### DIRECTIONS:
Check each line of the entries below for the word "rough", then report how many have it, with no other words.

[Stored items]
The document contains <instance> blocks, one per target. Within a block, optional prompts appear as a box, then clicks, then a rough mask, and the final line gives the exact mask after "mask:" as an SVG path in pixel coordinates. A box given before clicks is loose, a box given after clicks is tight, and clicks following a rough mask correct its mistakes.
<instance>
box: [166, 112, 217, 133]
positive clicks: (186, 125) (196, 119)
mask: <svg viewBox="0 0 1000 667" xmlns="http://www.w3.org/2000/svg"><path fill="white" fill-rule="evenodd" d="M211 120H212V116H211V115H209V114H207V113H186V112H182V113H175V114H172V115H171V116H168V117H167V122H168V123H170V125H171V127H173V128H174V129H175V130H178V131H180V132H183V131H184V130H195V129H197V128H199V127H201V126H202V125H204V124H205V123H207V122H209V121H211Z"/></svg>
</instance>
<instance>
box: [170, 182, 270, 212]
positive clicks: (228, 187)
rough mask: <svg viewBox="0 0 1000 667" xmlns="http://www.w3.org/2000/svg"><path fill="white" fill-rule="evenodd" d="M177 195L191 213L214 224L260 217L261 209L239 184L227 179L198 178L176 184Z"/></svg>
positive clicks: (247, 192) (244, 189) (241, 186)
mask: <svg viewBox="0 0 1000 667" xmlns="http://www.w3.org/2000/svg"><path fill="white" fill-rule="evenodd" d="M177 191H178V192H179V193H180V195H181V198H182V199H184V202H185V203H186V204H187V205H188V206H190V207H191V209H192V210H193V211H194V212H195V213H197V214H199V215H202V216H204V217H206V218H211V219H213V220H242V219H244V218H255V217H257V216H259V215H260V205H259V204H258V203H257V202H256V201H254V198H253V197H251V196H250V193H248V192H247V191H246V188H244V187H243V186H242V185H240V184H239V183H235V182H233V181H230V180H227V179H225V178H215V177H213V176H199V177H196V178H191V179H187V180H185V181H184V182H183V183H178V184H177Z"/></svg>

### OUTPUT FOR THIS EXERCISE:
2